*DATA FOR THIS TASK*:
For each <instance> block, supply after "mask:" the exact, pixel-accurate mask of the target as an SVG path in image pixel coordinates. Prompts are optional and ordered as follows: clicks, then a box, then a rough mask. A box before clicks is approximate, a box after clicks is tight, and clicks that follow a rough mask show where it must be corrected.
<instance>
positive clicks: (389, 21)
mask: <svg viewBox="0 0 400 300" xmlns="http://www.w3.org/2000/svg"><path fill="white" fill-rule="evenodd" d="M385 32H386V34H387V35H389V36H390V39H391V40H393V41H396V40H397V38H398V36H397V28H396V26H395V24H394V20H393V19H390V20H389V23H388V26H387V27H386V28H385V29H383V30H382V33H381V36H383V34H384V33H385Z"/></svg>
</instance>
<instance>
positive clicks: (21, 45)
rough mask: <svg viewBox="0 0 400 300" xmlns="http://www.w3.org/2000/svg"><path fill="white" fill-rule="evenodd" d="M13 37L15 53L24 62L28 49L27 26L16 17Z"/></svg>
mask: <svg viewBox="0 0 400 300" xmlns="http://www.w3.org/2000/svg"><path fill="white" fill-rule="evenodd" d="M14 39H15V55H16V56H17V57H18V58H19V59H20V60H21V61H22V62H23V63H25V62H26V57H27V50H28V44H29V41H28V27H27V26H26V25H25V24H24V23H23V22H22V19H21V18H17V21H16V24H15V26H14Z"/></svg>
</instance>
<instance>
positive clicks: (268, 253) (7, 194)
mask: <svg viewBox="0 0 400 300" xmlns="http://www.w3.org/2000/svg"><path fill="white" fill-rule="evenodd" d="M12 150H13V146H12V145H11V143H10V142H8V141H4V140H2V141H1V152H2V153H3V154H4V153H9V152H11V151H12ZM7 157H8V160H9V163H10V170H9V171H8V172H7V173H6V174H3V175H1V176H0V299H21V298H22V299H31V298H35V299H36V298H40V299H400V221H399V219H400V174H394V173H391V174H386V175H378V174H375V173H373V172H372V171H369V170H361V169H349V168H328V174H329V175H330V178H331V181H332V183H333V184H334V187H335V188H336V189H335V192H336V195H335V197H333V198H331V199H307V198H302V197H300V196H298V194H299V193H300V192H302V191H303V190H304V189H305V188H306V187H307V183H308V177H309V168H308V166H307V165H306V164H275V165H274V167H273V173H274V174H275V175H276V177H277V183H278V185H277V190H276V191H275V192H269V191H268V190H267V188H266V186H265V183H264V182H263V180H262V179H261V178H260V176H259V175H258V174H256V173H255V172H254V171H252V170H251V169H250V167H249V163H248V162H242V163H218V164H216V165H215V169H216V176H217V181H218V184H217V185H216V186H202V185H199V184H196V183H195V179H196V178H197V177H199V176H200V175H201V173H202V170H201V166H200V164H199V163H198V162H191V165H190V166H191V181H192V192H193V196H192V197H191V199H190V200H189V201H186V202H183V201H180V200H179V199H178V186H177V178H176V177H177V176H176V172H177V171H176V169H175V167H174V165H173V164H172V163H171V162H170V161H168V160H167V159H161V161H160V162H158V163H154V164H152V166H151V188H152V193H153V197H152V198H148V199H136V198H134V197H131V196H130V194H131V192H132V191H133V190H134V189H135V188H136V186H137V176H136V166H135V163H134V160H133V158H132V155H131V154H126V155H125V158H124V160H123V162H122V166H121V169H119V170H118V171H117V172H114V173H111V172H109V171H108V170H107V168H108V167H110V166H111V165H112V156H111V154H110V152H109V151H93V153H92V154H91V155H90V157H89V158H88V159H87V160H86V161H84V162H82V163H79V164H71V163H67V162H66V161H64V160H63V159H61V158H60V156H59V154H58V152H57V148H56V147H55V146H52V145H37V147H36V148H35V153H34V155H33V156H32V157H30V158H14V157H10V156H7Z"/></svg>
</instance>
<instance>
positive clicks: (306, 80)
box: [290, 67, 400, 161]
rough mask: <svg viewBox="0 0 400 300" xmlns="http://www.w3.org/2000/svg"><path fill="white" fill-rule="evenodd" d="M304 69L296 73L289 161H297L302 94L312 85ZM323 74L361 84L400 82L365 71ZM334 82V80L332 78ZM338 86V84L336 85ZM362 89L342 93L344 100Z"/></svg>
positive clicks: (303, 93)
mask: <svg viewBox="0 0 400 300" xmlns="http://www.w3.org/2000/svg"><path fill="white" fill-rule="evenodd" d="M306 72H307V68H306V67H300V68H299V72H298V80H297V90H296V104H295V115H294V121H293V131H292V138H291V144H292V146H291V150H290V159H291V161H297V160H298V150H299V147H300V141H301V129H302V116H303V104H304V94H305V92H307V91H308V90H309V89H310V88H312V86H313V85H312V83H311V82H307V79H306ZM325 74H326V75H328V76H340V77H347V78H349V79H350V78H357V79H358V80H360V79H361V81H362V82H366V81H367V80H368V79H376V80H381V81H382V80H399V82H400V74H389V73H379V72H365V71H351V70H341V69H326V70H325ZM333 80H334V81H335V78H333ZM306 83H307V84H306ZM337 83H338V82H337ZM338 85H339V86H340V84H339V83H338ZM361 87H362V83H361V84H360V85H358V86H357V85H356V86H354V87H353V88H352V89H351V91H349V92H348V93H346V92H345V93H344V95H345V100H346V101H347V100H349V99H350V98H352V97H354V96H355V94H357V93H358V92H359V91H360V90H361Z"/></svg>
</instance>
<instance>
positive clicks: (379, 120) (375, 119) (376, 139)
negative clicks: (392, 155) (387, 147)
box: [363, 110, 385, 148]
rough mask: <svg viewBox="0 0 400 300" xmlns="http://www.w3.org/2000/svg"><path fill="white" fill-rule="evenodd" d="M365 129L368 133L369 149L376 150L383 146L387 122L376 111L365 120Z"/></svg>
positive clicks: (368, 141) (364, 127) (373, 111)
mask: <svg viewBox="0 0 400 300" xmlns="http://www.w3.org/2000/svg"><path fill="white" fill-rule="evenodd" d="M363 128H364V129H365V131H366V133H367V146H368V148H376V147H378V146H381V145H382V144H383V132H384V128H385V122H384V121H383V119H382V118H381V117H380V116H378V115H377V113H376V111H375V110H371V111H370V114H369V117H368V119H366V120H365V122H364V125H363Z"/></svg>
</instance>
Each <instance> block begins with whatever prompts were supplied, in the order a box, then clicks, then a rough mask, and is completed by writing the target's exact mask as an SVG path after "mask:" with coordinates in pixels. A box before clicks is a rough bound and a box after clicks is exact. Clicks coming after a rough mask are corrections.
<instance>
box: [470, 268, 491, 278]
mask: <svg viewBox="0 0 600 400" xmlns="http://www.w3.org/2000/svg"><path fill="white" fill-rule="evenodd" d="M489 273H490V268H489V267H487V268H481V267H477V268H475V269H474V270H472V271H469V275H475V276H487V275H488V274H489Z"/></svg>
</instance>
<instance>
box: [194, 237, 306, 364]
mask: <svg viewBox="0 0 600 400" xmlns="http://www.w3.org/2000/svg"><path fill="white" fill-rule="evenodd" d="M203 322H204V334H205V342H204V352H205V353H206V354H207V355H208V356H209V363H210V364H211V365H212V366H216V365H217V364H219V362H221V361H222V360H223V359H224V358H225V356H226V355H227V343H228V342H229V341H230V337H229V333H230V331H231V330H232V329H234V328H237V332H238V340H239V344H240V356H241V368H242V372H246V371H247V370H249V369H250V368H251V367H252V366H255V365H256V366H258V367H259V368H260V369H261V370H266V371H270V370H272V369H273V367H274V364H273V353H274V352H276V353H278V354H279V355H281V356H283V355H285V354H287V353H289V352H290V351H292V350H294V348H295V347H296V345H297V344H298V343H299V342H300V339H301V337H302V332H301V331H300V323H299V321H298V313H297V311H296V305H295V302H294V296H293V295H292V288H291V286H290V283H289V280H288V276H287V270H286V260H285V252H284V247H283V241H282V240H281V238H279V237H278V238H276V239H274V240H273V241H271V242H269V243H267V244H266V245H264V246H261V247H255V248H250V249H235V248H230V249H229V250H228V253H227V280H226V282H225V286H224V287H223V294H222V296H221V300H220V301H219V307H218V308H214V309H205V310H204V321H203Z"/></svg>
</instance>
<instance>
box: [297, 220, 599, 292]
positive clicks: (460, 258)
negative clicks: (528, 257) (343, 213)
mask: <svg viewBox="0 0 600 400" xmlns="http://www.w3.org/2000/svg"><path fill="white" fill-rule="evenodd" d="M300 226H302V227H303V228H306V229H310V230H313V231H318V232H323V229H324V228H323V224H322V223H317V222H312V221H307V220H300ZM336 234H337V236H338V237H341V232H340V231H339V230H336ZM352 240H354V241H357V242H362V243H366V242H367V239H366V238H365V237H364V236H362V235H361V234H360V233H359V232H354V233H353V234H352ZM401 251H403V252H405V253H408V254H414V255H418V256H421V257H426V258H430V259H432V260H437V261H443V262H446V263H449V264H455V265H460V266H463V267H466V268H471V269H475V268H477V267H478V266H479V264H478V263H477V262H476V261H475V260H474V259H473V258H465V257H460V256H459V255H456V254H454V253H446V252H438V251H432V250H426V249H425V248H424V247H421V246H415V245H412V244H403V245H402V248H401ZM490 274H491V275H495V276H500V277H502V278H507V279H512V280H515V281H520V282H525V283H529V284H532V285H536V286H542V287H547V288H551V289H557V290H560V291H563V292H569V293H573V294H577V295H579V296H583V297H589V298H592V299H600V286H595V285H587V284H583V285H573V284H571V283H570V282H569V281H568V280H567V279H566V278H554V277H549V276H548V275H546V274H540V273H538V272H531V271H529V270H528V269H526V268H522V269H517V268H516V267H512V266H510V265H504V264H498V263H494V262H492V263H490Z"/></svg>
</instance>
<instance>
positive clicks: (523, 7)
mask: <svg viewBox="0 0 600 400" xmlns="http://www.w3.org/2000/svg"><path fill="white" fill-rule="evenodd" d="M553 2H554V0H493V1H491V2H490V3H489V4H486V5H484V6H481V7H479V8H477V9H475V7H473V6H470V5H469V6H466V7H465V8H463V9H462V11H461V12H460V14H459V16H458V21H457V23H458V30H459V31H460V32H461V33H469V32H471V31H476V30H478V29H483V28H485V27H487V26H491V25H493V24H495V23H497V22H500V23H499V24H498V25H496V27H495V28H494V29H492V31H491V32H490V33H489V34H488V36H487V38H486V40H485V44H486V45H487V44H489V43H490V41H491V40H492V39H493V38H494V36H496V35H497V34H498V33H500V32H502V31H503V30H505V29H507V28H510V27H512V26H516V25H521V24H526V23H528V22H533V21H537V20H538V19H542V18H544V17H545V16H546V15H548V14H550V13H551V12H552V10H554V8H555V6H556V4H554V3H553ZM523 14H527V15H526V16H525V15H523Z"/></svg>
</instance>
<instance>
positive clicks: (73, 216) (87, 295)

*EXERCISE BRIEF*: Reproduce exactly, and with no other material, the lines between those holding "box: [363, 110, 385, 148]" and "129L368 133L369 149L376", inclusive.

*RESULT OF THE TASK*:
box: [363, 110, 385, 148]
rough mask: <svg viewBox="0 0 400 300" xmlns="http://www.w3.org/2000/svg"><path fill="white" fill-rule="evenodd" d="M365 129L368 133L369 149L376 150L383 146L387 122L376 111L365 120Z"/></svg>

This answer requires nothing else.